> Task:
In two sentences, how would you summarize the passage on the religious renewal of the late twelfth century?

> Text excerpt:
┄┄┄┄┄┄

Michelet, I think, has remarked that there was a moment in the early Middle Ages when, in the mixture of all contrary things, in the very excess of spiritual movement, there seemed a possibility of dead level, of stagnation, of the peoples of Europe becoming perhaps bastard Saracens, as in Merovingian times they had become bastard Romans; a chance of Byzantinism in the West. Be this as it may, it seems certain that, towards the end of the twelfth century, men's souls were shaken, crumbling, and what was worse, excessively arid. There was as little certainty of salvation as in the heart of that Priest saying Mass at Bolsena; but the miracle came to mankind at large some seventy years before it came to him. It had begun, no doubt, unnoticed in scores of obscure heresies, in hundreds of unnoticed individuals; it became manifest to all the world in the persons of Dominick, of Elizabeth of Hungary, of King Lewis—above all, of Francis of Assisi. As in the hands of the doubting priest, so in the hands of all suffering mankind, the mystic wafer broke, proving itself true food for the soul: the life-blood of hope and love welled forth and fertilised the world. For the second time, and in far more humble and efficacious way, Christ had been given to man.
To absorb the Eternal Love, to feed on the Life of the World, to make oneself consubstantial therewith, these passionate joys of poor mediæval humanity are such as we should contemplate with sympathy only and respect, even when the miracle is conceived and felt in the grossest, least spiritual manner. That act of material assimilation, that feeding off the very Godhead in most literal manner, as described in the hymn to the Most Holy Sacrament, was symbolic of the return from exile of the long-persecuted instincts of mankind. It meant that, spiritually or grossly, each according to his nature, men had cast fear behind them, and—O res mirabilis!—grown proud once more to love.

┄┄┄┄┄┄

> Data rows:
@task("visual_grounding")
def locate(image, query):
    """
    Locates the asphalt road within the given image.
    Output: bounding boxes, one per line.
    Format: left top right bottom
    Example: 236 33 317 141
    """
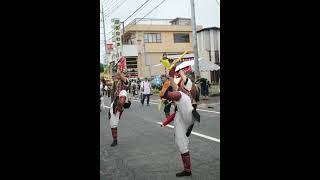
100 95 220 180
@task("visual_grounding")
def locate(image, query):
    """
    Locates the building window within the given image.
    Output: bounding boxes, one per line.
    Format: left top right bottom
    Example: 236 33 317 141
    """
144 33 161 43
173 34 190 43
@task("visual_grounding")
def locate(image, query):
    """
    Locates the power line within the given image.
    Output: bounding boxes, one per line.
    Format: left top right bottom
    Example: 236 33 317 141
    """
123 0 150 23
106 0 127 17
126 0 166 30
216 0 220 7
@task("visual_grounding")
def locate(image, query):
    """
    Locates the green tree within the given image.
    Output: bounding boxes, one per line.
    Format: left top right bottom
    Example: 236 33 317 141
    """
100 63 104 72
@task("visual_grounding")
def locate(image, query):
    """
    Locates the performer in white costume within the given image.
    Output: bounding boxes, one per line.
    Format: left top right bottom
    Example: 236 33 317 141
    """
160 81 195 177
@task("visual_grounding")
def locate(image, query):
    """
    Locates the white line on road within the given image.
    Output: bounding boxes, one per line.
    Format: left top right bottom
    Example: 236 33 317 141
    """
132 99 220 114
157 122 220 143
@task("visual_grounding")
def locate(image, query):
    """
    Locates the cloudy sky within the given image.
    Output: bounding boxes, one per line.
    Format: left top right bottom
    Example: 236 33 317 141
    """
100 0 220 62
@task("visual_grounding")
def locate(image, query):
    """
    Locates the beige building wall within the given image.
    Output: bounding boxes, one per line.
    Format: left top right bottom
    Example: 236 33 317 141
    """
125 25 202 78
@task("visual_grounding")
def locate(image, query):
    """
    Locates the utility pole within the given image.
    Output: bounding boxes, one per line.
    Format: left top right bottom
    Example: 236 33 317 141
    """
207 49 211 61
190 0 200 80
120 21 124 55
101 6 107 64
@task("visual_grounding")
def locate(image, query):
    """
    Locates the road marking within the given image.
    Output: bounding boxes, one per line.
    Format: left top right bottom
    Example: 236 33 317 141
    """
132 99 220 114
157 122 220 143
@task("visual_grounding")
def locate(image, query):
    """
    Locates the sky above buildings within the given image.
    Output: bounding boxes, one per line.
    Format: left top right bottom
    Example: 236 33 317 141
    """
100 0 220 61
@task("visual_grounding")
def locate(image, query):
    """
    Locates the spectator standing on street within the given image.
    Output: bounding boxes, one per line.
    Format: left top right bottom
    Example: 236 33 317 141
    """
132 81 137 97
141 78 152 106
108 56 131 147
200 78 207 99
161 74 172 118
206 80 210 99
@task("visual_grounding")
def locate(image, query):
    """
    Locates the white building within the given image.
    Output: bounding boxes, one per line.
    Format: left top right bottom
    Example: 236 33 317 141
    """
197 27 220 82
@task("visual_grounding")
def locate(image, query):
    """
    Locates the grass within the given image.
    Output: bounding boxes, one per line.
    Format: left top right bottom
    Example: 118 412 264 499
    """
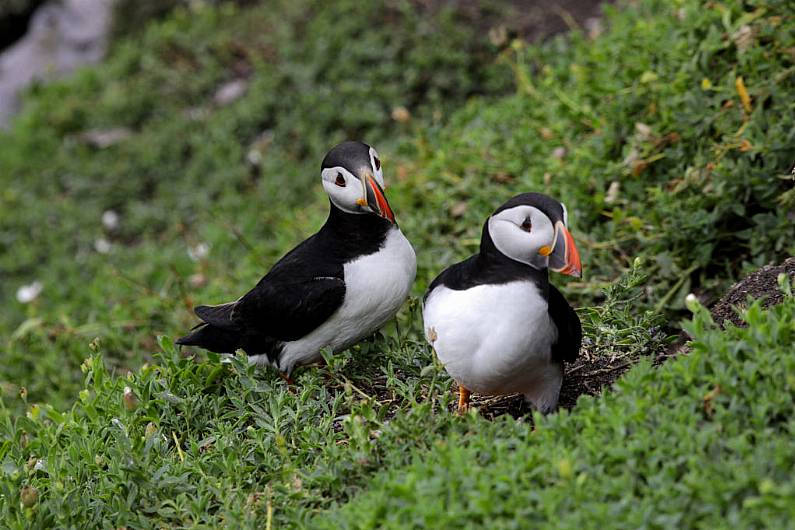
0 0 795 528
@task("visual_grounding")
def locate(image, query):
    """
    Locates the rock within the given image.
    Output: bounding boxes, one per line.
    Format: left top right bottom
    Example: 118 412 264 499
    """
213 79 248 107
0 0 113 127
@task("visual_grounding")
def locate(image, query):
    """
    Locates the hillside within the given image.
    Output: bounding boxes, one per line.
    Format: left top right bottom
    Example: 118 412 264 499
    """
0 0 795 528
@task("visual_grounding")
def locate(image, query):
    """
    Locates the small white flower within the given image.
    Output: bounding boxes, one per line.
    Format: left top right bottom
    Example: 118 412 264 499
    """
94 237 111 254
188 243 210 261
685 293 701 313
605 180 621 204
102 210 119 230
17 280 44 304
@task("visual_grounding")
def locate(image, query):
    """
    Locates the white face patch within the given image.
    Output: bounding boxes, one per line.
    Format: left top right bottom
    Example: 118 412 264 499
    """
370 147 386 189
488 205 565 269
321 166 364 213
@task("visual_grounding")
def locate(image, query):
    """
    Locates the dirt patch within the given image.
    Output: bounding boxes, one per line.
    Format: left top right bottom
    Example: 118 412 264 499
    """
426 0 613 43
710 258 795 327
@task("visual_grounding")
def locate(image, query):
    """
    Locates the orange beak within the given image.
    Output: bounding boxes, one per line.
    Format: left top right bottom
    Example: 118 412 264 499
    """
360 173 395 223
549 221 582 278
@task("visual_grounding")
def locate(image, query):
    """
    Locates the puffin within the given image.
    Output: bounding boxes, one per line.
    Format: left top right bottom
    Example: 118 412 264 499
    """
176 141 417 384
422 193 582 414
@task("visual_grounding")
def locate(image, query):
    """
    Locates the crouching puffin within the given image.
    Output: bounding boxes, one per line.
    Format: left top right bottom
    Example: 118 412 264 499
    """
423 193 582 414
177 142 417 382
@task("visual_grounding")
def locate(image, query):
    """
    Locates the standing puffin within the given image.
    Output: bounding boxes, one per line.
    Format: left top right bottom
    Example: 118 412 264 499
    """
423 193 582 414
177 142 417 382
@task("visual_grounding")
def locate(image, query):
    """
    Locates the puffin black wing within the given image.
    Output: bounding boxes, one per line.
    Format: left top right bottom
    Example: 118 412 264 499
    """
231 276 345 341
177 276 345 357
548 284 582 362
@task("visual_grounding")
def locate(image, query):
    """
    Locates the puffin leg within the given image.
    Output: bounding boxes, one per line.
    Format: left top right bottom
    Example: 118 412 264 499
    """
458 385 472 414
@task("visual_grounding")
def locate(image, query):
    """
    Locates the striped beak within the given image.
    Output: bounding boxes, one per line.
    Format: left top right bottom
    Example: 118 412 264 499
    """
549 221 582 278
358 172 395 223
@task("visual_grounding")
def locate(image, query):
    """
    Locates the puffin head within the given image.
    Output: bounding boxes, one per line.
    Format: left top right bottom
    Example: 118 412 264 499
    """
320 142 395 223
485 193 582 277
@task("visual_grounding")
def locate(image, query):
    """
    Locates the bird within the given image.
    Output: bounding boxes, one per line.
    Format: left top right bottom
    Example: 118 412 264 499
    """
422 193 582 414
176 141 417 384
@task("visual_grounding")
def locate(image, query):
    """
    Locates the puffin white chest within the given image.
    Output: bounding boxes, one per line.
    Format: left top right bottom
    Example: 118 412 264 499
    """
423 281 557 394
278 227 417 373
339 228 417 334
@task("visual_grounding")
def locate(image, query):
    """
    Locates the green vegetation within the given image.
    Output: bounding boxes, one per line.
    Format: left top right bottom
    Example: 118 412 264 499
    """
0 0 795 528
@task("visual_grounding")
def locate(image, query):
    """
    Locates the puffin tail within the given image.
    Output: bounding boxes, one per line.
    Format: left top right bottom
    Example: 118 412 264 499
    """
176 302 241 353
176 322 240 353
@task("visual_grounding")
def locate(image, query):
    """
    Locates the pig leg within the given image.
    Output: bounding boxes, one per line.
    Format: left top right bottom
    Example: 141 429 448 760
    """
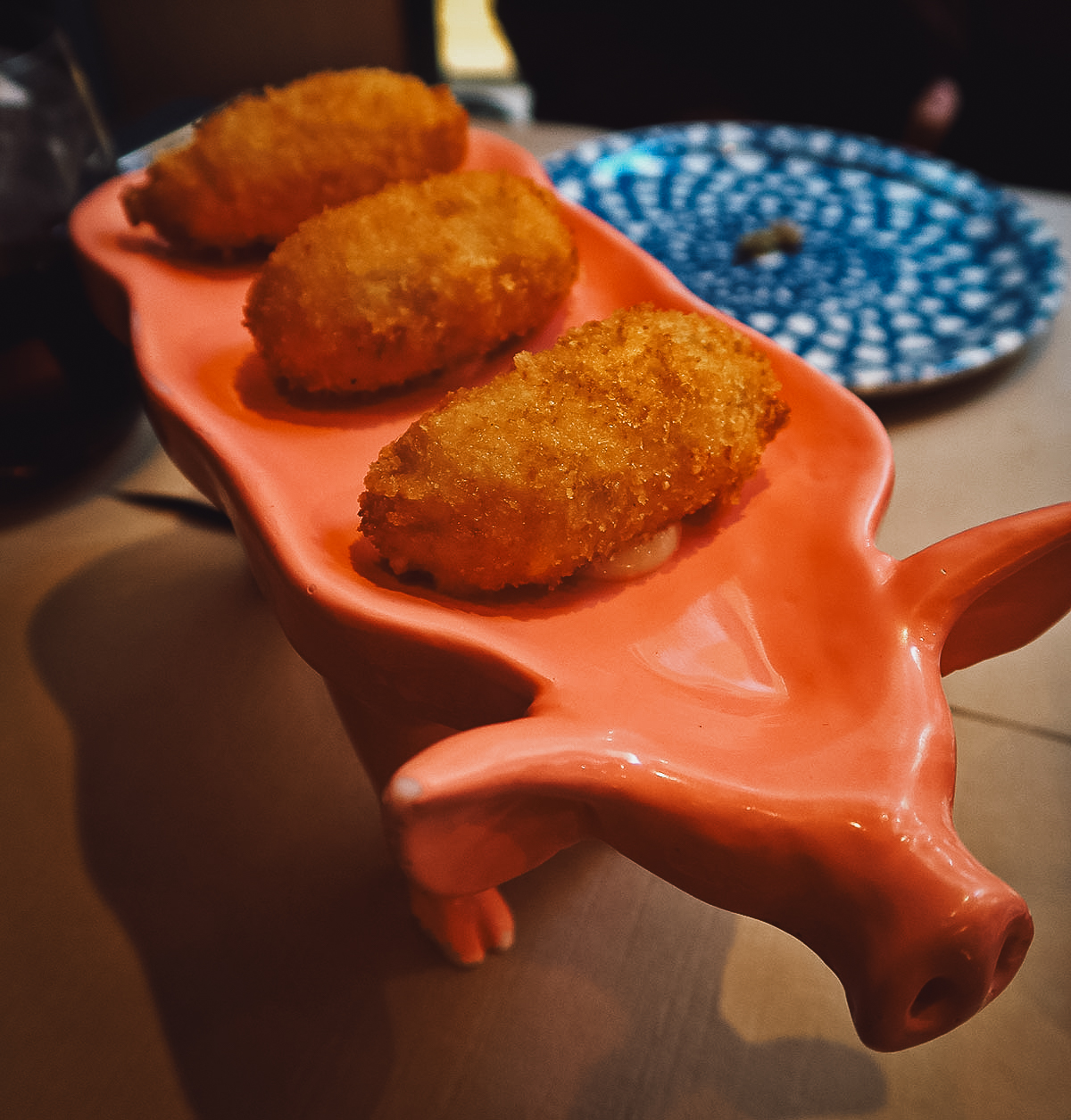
328 682 514 967
409 883 513 967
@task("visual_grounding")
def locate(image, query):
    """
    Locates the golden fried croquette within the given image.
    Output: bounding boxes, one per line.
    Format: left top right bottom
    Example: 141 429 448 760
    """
361 304 789 593
123 70 469 251
245 165 578 394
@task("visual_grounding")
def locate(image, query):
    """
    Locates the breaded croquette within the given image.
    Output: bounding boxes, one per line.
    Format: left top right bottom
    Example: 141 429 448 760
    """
361 304 789 594
123 69 469 251
245 165 578 394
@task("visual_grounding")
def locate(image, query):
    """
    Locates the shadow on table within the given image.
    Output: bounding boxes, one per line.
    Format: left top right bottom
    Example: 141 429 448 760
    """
31 527 885 1120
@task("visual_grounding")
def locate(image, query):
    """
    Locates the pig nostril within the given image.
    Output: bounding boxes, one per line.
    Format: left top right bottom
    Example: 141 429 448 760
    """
908 976 959 1019
988 923 1033 999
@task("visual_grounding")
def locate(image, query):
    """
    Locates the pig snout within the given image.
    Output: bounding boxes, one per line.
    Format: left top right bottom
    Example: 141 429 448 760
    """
821 842 1034 1050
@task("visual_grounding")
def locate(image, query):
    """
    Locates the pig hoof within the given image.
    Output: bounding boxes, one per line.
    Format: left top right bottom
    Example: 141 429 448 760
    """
409 887 513 967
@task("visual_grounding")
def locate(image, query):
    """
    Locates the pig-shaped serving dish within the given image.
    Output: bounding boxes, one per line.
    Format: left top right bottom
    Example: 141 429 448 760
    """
71 130 1071 1049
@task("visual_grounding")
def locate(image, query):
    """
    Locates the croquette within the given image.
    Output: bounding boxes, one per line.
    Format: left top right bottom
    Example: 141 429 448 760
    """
360 304 789 594
245 165 578 394
123 69 469 252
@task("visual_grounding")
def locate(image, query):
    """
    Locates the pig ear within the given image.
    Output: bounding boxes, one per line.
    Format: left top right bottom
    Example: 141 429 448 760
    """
383 716 609 895
894 502 1071 675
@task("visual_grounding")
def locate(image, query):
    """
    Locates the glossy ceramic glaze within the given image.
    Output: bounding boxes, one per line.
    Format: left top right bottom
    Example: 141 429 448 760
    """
73 131 1071 1049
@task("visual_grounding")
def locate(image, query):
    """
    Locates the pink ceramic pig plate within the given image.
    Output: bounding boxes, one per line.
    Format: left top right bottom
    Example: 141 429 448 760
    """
73 130 1071 1049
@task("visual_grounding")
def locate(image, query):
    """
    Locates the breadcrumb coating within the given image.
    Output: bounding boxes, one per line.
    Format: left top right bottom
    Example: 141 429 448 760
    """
245 165 578 394
123 69 469 251
361 304 789 594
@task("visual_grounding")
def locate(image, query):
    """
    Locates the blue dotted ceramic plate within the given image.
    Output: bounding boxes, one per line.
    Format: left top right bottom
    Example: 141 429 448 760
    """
545 123 1063 396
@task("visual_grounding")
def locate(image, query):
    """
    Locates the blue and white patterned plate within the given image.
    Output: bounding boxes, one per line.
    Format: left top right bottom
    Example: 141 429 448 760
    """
544 122 1064 396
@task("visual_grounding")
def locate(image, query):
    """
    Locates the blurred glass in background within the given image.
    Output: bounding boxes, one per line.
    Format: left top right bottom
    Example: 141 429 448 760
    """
0 9 137 513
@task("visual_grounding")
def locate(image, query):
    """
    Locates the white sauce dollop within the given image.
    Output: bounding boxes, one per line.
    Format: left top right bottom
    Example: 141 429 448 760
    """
584 521 681 580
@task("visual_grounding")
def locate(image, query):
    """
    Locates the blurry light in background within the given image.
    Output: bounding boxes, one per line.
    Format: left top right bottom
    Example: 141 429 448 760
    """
435 0 518 82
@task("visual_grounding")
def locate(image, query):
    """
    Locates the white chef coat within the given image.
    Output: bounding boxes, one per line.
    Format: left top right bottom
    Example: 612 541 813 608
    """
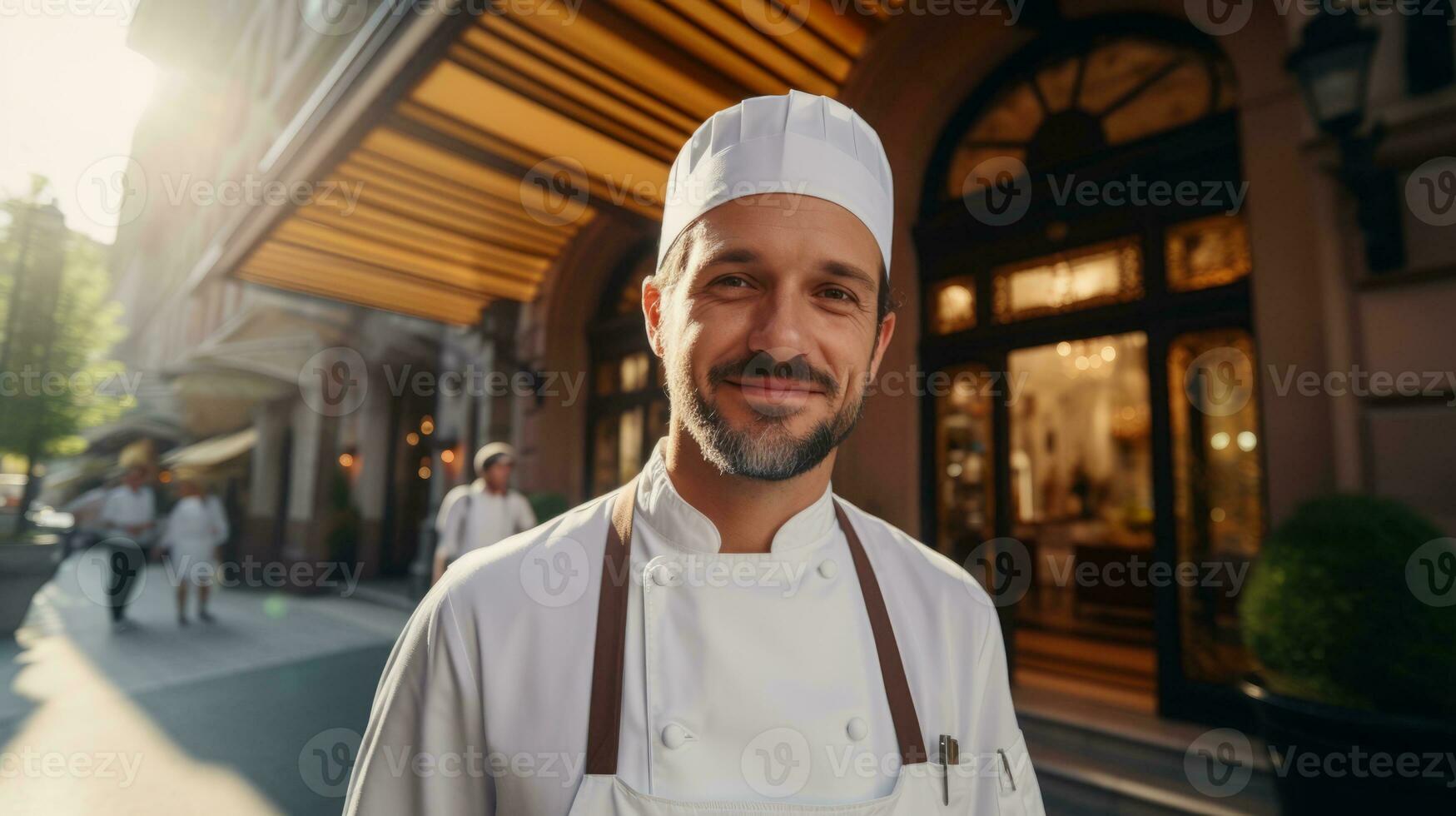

┄┄┄┄┄┄

> Solved exercise:
Toward the end of the twelfth century, men's souls were shaken and arid, but a renewal that had begun in obscure heresies and unnoticed individuals became manifest in Dominick, Elizabeth of Hungary, King Lewis, and above all Francis of Assisi, and Christ was given to man for a second time. The medieval joy of feeding on the Eternal Love should be viewed with sympathy and respect, because it symbolized the return from exile of mankind's long-persecuted instincts and showed that men had cast fear behind them and grown proud once more to love.